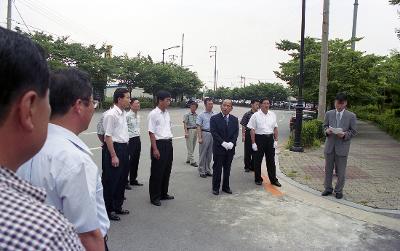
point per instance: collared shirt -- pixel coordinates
(133, 120)
(115, 125)
(263, 123)
(245, 119)
(203, 120)
(160, 124)
(190, 119)
(27, 223)
(65, 169)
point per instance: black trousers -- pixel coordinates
(265, 145)
(135, 147)
(160, 170)
(248, 152)
(114, 178)
(222, 162)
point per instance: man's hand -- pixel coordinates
(341, 135)
(115, 161)
(156, 154)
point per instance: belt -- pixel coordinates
(164, 140)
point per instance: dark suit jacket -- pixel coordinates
(348, 123)
(221, 132)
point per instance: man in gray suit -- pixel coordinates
(340, 127)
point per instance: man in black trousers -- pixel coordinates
(161, 149)
(224, 128)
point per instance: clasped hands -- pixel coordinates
(227, 145)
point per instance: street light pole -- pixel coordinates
(300, 103)
(164, 50)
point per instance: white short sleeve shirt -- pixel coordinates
(263, 123)
(159, 123)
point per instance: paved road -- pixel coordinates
(253, 218)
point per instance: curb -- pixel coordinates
(387, 212)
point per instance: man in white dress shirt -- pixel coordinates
(161, 149)
(264, 138)
(115, 160)
(64, 166)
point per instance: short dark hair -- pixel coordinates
(133, 100)
(66, 87)
(341, 96)
(161, 95)
(207, 100)
(23, 68)
(119, 93)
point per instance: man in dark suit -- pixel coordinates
(340, 127)
(224, 128)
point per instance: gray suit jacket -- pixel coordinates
(348, 123)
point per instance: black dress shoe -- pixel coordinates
(227, 190)
(113, 216)
(122, 211)
(326, 193)
(339, 195)
(276, 183)
(156, 203)
(167, 197)
(136, 183)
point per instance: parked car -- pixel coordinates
(307, 115)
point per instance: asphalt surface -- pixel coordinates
(252, 218)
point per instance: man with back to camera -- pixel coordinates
(340, 127)
(64, 167)
(24, 115)
(246, 136)
(205, 138)
(115, 161)
(159, 127)
(224, 128)
(189, 126)
(135, 145)
(264, 138)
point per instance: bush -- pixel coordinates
(312, 134)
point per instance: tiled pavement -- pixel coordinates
(373, 168)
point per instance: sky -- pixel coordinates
(244, 31)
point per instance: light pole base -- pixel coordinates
(298, 149)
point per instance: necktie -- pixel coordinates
(337, 119)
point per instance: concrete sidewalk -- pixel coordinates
(373, 168)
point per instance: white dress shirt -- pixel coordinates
(65, 169)
(160, 124)
(115, 125)
(133, 120)
(263, 123)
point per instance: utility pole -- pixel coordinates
(353, 35)
(215, 65)
(183, 38)
(323, 73)
(9, 15)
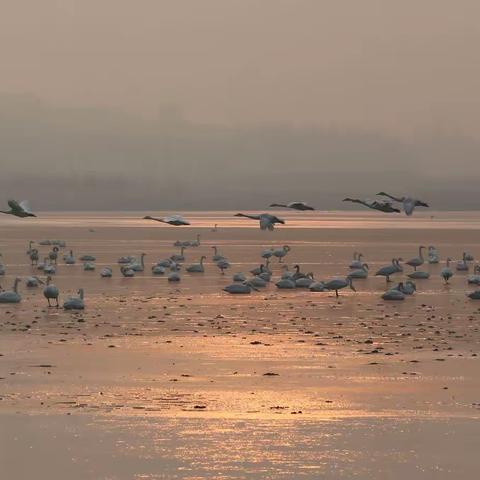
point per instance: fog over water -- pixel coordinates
(235, 104)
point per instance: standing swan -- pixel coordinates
(11, 296)
(75, 303)
(51, 292)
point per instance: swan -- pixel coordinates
(447, 273)
(34, 256)
(216, 256)
(239, 288)
(408, 203)
(286, 283)
(33, 282)
(51, 292)
(176, 220)
(474, 295)
(388, 270)
(11, 296)
(179, 257)
(408, 288)
(267, 253)
(69, 259)
(393, 295)
(432, 255)
(197, 267)
(258, 281)
(286, 273)
(305, 282)
(417, 261)
(380, 205)
(267, 221)
(138, 266)
(19, 209)
(239, 277)
(223, 265)
(360, 273)
(317, 287)
(261, 268)
(53, 255)
(106, 272)
(75, 303)
(294, 206)
(462, 265)
(419, 275)
(339, 283)
(281, 252)
(357, 261)
(475, 278)
(127, 259)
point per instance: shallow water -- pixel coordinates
(156, 380)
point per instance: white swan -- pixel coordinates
(223, 265)
(75, 303)
(33, 282)
(380, 205)
(475, 278)
(239, 288)
(216, 256)
(11, 296)
(19, 209)
(176, 220)
(293, 205)
(408, 203)
(51, 292)
(267, 221)
(286, 283)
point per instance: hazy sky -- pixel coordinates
(203, 103)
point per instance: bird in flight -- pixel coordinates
(267, 221)
(294, 206)
(176, 220)
(409, 203)
(19, 209)
(380, 205)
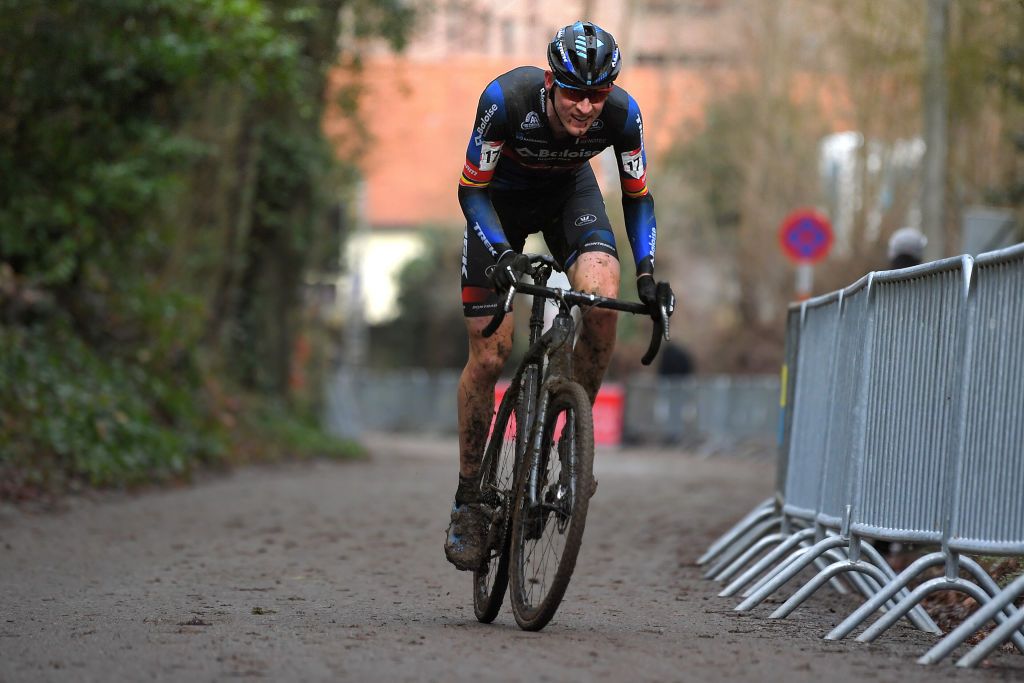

------------------------

■ Task item:
The data is to be printed again exactly, but without its pictures.

■ Answer space:
point per instance: collared shirt -- pixel coordinates
(133, 120)
(115, 125)
(263, 123)
(245, 119)
(203, 120)
(160, 124)
(190, 119)
(27, 223)
(65, 169)
point per instance: black trousers -- pixel coordinates
(265, 145)
(135, 147)
(160, 170)
(248, 152)
(114, 178)
(222, 162)
point per instance: man's hand -- pixel coordinates
(341, 135)
(115, 161)
(156, 154)
point per instance: belt -- pixel coordinates
(164, 140)
point per instance: dark suit jacket -- pixel coordinates
(348, 123)
(221, 132)
point per instance: man in gray suit -- pixel coordinates
(340, 127)
point per instance: man in black trousers -- pixel coordinates
(161, 149)
(224, 128)
point per instance: clasped hands -- pixel coordinates
(227, 145)
point per instance: street light pole -- pixel coordinates
(300, 103)
(164, 50)
point per instance: white short sleeve shirt -- pixel coordinates
(263, 123)
(159, 123)
point per instance: paved road -- pixel coordinates
(253, 218)
point per instance: curb -- pixel coordinates
(387, 212)
point per instance: man in white dress shirt -- pixel coordinates
(161, 149)
(264, 138)
(115, 160)
(64, 166)
point per instance: short dark hair -- pixel coordinates
(133, 100)
(66, 87)
(341, 96)
(161, 95)
(207, 100)
(23, 68)
(119, 93)
point per instance: man in dark suit -- pixel coordinates
(340, 127)
(224, 128)
point per instance: gray suit jacket -- pixel coordinates
(348, 123)
point per instance: black dress shoe -- pixel coordinates
(227, 190)
(113, 216)
(122, 211)
(326, 193)
(339, 195)
(276, 183)
(156, 203)
(167, 197)
(136, 183)
point per instance: parked car -- pixel coordinates
(307, 115)
point per instance: asphalt surface -- pixel coordinates
(252, 218)
point per instance: man with back to camera -- pixel coordinates
(340, 127)
(64, 167)
(24, 115)
(246, 136)
(205, 138)
(115, 161)
(159, 127)
(224, 128)
(189, 126)
(135, 145)
(264, 138)
point per instance: bush -- pixel coordinates
(312, 134)
point per instance: tiled pavement -- pixel coordinates
(373, 168)
point per instance: sky -- pixel coordinates
(244, 31)
point per instance: light pole base -- pixel coordinates
(298, 149)
point per instance: necktie -- pixel coordinates
(337, 119)
point per instance: concrete sidewalk -- pixel coordinates
(373, 168)
point per instance: white dress shirt -- pixel coordinates
(65, 169)
(160, 124)
(115, 125)
(133, 120)
(263, 123)
point per instance: utility pole -- pixel coordinates
(353, 35)
(215, 65)
(183, 38)
(323, 73)
(9, 15)
point per instance: fog over water -- pixel coordinates
(235, 104)
point per instance: standing swan -- pixel coordinates
(11, 296)
(75, 303)
(51, 292)
point per instance: swan -- pixel coordinates
(447, 273)
(34, 256)
(216, 256)
(239, 288)
(408, 203)
(286, 283)
(33, 282)
(51, 292)
(176, 220)
(474, 295)
(388, 270)
(11, 296)
(179, 257)
(408, 288)
(267, 253)
(69, 259)
(393, 295)
(432, 255)
(197, 267)
(258, 281)
(286, 273)
(305, 282)
(417, 261)
(380, 205)
(267, 221)
(138, 266)
(19, 209)
(239, 277)
(223, 265)
(360, 273)
(317, 287)
(261, 268)
(53, 255)
(106, 272)
(75, 303)
(294, 206)
(462, 265)
(419, 275)
(339, 283)
(281, 252)
(357, 261)
(475, 278)
(127, 259)
point per instance: shallow water -- pixel coordinates
(156, 380)
point per instance: white swan -- pixel coordinates
(223, 265)
(75, 303)
(33, 282)
(380, 205)
(475, 278)
(239, 288)
(216, 256)
(11, 296)
(19, 209)
(176, 220)
(293, 205)
(408, 203)
(51, 292)
(267, 221)
(286, 283)
point per instance: hazy sky -- pixel coordinates
(203, 103)
point per instance: bird in flight -- pixel coordinates
(267, 221)
(294, 206)
(176, 220)
(409, 203)
(19, 209)
(380, 205)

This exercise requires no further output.